=== Recorded data ===

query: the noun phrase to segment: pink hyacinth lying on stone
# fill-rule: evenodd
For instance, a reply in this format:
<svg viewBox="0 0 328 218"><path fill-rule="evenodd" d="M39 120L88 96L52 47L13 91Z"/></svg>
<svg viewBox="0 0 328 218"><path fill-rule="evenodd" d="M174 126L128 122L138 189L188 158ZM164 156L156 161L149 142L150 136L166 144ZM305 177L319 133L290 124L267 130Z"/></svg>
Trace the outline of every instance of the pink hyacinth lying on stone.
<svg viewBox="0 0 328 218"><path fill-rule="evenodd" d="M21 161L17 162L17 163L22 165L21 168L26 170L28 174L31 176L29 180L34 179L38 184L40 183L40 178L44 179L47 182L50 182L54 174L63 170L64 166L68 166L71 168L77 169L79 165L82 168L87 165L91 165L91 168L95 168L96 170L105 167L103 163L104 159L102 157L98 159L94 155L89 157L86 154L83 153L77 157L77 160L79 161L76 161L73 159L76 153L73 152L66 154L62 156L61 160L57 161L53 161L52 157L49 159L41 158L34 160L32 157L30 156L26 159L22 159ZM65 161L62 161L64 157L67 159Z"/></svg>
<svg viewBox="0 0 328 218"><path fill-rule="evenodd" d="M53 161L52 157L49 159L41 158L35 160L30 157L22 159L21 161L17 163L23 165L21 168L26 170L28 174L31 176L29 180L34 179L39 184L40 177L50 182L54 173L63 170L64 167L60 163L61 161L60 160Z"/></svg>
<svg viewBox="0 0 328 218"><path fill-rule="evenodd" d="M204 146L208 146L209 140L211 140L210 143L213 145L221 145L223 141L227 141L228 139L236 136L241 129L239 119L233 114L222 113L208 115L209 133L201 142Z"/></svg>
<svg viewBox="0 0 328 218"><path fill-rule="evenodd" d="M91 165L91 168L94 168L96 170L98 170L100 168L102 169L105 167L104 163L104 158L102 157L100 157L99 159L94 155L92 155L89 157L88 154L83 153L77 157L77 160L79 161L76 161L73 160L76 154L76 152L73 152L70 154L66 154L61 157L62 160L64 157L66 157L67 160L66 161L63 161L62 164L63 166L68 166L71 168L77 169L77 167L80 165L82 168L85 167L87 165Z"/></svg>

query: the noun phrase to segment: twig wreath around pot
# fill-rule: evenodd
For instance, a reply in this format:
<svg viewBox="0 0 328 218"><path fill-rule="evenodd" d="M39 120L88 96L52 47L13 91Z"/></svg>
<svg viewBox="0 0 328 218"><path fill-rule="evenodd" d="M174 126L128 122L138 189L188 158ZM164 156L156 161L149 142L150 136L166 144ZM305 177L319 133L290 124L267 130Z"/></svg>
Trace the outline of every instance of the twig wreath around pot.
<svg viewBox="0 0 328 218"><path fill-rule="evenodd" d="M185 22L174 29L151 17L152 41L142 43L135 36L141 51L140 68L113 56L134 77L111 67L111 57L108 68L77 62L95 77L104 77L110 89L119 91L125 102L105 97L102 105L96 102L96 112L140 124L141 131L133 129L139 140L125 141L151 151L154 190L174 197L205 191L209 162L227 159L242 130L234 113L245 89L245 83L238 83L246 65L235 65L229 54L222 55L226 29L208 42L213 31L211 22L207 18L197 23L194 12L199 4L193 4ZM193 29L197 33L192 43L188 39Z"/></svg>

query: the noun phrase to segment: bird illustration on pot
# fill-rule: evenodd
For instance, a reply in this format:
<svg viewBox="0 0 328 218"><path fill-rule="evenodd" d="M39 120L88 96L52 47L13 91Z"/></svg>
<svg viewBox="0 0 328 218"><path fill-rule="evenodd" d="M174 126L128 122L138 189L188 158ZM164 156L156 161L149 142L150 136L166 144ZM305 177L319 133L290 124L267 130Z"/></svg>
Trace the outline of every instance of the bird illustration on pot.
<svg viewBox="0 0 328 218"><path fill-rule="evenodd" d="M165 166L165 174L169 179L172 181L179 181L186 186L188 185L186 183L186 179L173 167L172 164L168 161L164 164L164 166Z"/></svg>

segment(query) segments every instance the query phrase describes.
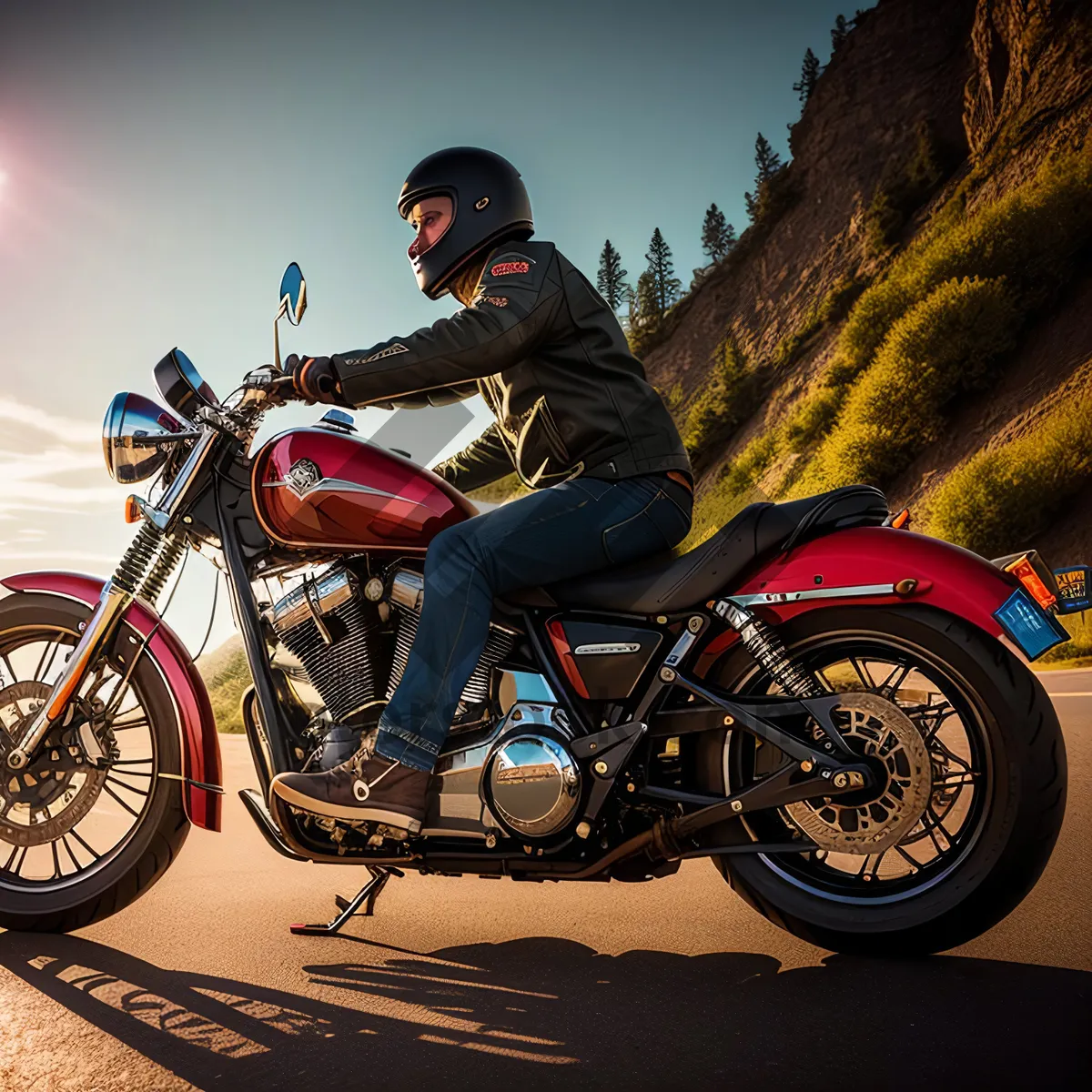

===

Objective ▸
Count the lines in the listing above that contain the word "segment" and reply with only that number.

Right answer ▸
4